## Extract provided

Ah! You can taste the fresh roasted walrus and polar bear
steaks...yummy! Fred and Bradley had weeks of exciting animal
kills. Bradley as trophy hunter claimed valuable walrus tusk
ivory, arctic fox pelts, seal skins, and giant polar bears. They
feasted on roasted muskox steaks while sipping wine aboard the
ship.
Cook
traded trinkets with the Eskimos for valuable furs and ivory. He
loaded Bradley's yacht with these. He even boasted in his 1911
book that he gave one "boreal pygmy", as he called them, a
9 cent tin cup for a $100 walrus tusk. He put an exclamation mark
after that statement - thus revealing that he was excited to be be
taking a valuable item in exchange for a trinket. He shows, in his
written accounts of this, no respect for the natives. Cook would
trade, for example, a red handkerchief for an ivory tusk. All Cook
wanted was their valuables, as evidenced by his account in My
Attainment of The Pole.

[Object position labeling records]
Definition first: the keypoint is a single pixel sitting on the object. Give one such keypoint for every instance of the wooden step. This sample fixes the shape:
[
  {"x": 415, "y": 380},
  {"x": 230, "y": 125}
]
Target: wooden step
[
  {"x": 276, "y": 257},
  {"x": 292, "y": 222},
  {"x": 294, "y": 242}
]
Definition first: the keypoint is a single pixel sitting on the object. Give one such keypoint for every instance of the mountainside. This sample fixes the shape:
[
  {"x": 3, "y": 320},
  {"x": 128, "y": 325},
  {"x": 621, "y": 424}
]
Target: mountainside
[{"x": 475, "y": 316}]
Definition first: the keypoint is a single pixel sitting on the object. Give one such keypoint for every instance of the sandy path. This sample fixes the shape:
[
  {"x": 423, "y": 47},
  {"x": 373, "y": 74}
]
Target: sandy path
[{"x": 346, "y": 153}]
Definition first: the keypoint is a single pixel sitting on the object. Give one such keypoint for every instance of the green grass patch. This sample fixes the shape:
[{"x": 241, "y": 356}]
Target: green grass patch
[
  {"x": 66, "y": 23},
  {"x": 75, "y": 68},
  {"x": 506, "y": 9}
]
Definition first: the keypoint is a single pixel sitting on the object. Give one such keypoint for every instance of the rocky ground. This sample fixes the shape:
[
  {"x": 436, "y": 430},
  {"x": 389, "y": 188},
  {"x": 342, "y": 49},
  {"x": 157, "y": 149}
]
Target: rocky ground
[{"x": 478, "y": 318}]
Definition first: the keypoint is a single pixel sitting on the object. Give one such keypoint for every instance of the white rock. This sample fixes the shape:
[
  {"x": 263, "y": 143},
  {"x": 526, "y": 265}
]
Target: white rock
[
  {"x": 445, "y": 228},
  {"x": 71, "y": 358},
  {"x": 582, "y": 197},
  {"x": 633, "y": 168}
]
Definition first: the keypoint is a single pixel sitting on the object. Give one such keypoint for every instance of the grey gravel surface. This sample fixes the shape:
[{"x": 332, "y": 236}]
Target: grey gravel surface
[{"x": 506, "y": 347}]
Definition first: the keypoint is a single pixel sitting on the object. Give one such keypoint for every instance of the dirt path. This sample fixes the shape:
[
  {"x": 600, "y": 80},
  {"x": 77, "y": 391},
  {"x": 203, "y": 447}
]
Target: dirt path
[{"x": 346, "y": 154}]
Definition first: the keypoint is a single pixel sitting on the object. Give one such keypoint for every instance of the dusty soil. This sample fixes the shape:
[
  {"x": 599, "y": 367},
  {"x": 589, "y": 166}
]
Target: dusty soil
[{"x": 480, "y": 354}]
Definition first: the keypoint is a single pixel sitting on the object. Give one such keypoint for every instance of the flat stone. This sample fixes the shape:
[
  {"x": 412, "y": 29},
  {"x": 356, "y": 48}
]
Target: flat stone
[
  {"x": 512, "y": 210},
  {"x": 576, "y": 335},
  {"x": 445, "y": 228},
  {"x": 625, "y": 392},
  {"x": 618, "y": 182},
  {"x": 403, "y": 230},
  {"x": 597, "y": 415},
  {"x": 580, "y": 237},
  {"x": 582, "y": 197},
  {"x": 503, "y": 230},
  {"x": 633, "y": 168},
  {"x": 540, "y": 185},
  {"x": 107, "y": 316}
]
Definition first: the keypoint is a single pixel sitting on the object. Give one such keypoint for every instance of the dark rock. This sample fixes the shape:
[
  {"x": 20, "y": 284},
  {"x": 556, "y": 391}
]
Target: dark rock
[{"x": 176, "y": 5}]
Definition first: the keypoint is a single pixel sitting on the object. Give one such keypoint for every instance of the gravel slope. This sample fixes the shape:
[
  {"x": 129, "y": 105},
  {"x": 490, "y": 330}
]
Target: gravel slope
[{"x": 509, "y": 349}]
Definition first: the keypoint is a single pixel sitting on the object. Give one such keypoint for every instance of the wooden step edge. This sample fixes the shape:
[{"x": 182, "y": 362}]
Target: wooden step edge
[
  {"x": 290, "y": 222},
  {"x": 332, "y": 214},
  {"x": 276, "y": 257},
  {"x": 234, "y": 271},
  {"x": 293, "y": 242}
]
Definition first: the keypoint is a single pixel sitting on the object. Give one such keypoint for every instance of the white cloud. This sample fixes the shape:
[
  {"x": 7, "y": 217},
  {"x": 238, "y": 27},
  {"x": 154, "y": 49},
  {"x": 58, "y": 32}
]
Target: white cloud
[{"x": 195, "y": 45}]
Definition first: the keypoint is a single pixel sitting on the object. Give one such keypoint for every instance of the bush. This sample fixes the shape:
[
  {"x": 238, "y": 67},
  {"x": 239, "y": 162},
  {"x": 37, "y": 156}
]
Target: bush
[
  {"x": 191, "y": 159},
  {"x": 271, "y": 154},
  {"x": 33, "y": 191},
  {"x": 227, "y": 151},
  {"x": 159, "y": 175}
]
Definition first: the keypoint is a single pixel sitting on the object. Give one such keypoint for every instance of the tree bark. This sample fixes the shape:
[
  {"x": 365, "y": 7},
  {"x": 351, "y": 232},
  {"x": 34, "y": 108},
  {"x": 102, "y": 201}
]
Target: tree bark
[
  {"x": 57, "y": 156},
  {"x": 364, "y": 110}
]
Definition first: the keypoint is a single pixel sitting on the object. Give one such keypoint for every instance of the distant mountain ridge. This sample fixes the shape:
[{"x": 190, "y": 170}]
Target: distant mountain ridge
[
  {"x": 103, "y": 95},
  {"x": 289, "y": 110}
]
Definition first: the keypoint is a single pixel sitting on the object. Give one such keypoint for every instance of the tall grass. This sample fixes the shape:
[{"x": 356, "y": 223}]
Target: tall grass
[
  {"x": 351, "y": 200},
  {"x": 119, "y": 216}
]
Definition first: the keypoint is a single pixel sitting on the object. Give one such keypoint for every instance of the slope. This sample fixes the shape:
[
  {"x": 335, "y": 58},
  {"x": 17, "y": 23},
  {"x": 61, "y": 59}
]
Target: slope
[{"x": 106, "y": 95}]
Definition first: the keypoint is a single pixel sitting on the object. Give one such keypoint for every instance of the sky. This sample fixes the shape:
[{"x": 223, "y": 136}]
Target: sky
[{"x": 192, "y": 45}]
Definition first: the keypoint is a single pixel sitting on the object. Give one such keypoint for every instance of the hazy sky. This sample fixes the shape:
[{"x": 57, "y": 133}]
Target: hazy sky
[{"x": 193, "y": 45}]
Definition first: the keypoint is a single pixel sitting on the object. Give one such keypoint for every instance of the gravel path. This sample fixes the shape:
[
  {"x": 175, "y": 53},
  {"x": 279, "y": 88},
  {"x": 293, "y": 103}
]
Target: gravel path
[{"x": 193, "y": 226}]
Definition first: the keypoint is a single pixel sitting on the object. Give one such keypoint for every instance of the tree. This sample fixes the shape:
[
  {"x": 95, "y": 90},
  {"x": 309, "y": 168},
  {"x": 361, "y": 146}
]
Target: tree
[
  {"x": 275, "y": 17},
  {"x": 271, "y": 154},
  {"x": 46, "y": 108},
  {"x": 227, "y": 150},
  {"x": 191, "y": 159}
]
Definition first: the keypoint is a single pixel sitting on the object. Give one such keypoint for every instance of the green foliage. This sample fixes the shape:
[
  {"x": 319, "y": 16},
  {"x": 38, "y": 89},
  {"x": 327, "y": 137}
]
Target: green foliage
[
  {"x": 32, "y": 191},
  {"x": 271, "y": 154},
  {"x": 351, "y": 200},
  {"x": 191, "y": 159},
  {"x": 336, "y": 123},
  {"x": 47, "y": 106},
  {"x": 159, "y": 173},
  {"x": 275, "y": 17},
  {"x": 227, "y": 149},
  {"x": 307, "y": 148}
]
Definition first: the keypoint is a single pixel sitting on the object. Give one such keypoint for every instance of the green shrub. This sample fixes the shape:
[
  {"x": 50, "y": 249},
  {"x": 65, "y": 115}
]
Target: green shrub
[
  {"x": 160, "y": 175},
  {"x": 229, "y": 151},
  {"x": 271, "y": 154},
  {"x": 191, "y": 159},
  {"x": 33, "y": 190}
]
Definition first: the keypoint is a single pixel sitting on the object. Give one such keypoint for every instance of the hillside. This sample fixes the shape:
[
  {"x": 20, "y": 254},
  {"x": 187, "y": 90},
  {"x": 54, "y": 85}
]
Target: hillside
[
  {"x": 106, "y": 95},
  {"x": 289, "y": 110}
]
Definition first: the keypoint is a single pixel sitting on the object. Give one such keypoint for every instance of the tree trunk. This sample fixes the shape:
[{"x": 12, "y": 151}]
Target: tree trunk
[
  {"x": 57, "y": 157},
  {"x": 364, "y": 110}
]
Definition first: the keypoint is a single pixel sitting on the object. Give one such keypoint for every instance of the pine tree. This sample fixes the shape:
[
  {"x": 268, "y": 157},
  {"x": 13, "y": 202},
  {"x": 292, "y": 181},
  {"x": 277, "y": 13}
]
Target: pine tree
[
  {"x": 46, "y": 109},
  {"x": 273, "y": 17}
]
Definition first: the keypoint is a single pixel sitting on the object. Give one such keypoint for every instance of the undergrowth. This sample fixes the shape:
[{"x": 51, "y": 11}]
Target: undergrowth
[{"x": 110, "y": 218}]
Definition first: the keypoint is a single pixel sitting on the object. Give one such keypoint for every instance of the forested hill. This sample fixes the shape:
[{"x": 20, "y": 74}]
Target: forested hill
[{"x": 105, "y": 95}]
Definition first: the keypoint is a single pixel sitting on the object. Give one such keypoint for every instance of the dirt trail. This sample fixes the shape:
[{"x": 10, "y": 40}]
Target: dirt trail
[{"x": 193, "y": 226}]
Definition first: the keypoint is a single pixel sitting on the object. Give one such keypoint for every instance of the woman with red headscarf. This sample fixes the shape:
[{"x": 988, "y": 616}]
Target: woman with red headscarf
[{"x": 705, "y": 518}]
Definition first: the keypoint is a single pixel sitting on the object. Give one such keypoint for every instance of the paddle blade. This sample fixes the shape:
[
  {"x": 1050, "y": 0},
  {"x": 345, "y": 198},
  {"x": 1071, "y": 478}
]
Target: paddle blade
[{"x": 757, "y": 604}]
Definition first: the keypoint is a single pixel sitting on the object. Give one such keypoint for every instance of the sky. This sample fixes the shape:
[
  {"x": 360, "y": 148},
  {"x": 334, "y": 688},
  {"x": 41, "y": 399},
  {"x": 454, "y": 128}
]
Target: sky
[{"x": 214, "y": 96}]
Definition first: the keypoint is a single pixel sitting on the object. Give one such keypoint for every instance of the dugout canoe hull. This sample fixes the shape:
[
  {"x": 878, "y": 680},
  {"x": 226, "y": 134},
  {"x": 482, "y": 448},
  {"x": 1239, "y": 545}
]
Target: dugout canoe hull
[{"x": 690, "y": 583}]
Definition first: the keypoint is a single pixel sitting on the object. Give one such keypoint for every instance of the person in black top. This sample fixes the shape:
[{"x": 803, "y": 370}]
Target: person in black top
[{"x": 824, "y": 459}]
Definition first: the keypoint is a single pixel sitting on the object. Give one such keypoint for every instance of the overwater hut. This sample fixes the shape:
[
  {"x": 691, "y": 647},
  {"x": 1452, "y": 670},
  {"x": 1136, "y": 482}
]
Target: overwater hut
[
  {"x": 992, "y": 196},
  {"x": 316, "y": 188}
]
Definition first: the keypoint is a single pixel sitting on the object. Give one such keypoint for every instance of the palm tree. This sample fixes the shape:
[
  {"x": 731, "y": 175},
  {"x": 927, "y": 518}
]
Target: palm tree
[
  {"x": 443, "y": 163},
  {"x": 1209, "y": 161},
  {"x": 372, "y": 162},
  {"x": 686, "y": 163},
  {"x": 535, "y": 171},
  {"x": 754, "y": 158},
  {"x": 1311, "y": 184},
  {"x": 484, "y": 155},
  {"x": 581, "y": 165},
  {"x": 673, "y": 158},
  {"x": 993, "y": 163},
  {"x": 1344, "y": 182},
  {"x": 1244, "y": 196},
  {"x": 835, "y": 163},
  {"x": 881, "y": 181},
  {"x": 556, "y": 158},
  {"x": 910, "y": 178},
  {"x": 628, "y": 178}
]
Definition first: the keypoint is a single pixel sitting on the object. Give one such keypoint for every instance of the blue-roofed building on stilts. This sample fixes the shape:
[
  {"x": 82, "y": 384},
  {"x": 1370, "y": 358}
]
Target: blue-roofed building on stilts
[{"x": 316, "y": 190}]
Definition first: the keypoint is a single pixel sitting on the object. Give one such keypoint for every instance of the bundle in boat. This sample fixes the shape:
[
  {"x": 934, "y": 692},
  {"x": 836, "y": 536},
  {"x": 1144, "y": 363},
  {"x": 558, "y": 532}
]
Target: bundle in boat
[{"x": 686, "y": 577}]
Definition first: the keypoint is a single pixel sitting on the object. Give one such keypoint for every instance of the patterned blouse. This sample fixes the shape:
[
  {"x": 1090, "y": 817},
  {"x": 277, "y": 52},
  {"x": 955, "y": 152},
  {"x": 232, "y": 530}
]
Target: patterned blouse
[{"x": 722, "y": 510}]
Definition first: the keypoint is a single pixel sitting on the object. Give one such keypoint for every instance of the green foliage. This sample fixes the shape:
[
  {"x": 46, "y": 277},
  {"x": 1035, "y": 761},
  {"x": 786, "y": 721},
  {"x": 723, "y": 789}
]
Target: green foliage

## Written task
According to the passage about Cook's Arctic trading, what did Cook boast in his 1911 book that he gave in exchange for a $100 walrus tusk?

## Answer for the task
A 9 cent tin cup.